▶ _READING PASSAGE_:
--

By August 23, 2019 September 21st, 2019 Swing Lifestyle Articles
Visiting a Swingers’ Club

My husband wants to be in the lifestyle. He wants to swing with other couples together. We have done some soft swap with another couple out of the blue. Things just kind of happened.

I on the other hand am not sure about this adventure. I don’t feel our marriage is in a stable place right now and honestly, I feel like our communication is lacking. I have mentioned to my husband that I would like us to work on our communication skills and he didn’t seem very receptive to this. Another reason I am hesitant about this path is because I don’t get the intimacy/romance from him that I need so I don’t want to share what little bit I do get. I feel like this is his way to keep a marriage/family together but fulfill his want to sleep with other women instead of getting a divorce. Please help! Any advice would be greatly appreciated.

Mrs. Uncertain


Dear Mrs. Uncertain,

Deciding as a couple to embark on a swinging or open relationship is much different then trying these relationship structures in an attempt to salvage a marriage. It has been our experience that opening up a relationship under the stress of marriage discord will only inflate existing issues. For instance, in your case, the lack of communication and connection could very well multiply if you bring others into the mix.

--

▶ _SOURCE MATERIAL_:
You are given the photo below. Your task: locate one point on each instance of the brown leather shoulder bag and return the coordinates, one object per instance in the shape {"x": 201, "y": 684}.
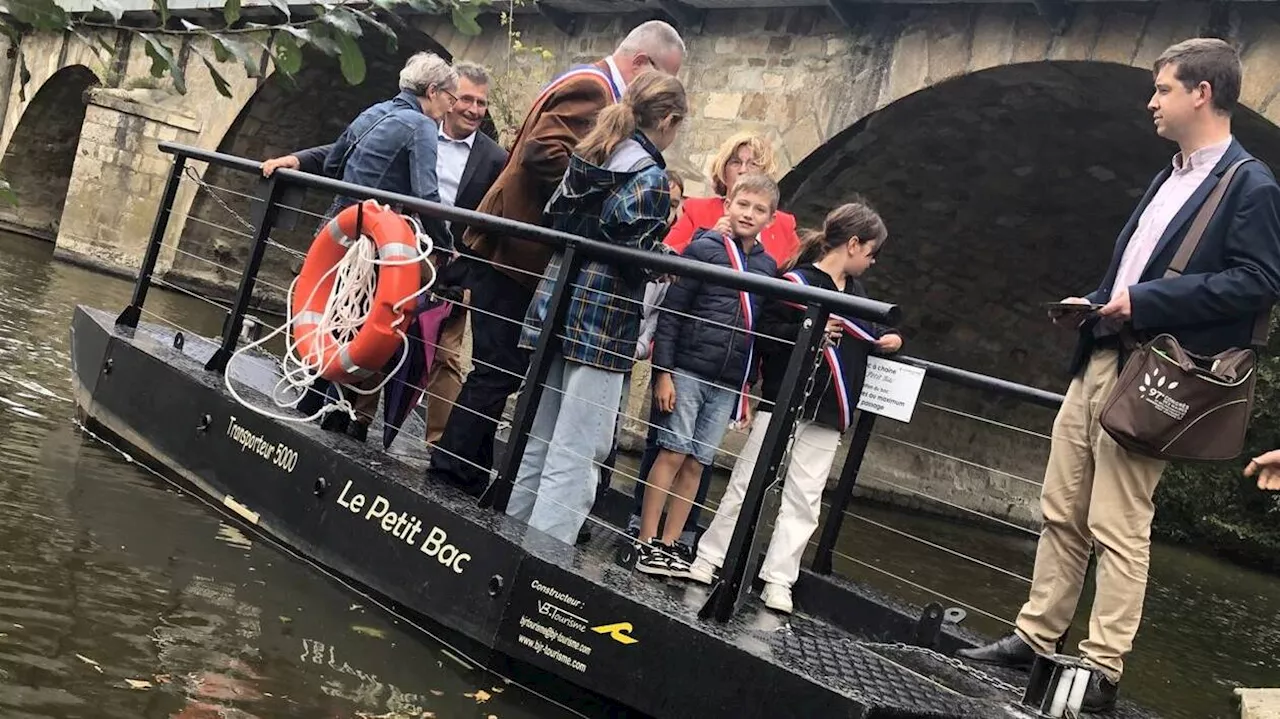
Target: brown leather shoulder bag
{"x": 1173, "y": 404}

--

▶ _THE TASKS_:
a: Translate this sentence from the advice column on visiting a swingers' club into Spanish: "It has been our experience that opening up a relationship under the stress of marriage discord will only inflate existing issues."
b: Continue the reply to Mrs. Uncertain in the advice column on visiting a swingers' club, picking up after its final sentence.

▶ _ANSWERS GIVEN_:
a: Según nuestra experiencia, abrir una relación bajo el estrés de la discordia matrimonial solo agravará los problemas existentes.

b:
Everyday we are faced with a multitude of decisions. Some are relatively simple, i.e., do I want toast or cereal for breakfast? Others though can be pivotal to the direction of our lives. These thought provoking choices require our utmost attention and our ability to own those choices. For instance, John and I aren’t in an open relationship because something is missing from our union, we are in an open relationship because 1) we feel non monogamy is natural, and 2) what we bring to the relationship is so strong, we can’t imagine confining all our positive attributes to just the two of us. I absolutely adore John and all his fantastic qualities, the thought of others not being able to benefit from the empathy, compassion, knowledge, honesty, trust, and love he offers would be a shame. I believe I feel this way because of the abundance of these qualities I receive from him daily. My relationship cup is overflowing…what spills over is an asset for others.

If our relationship was one in which we weren’t appreciative of the union, then our ability to have an open relationship could very well suffer if not fracture the partnership. This is one reason why John and I are conscious and purposeful in our relationship intent. We work very hard everyday to make sure the relationship is honored in a way that brings peace to us both.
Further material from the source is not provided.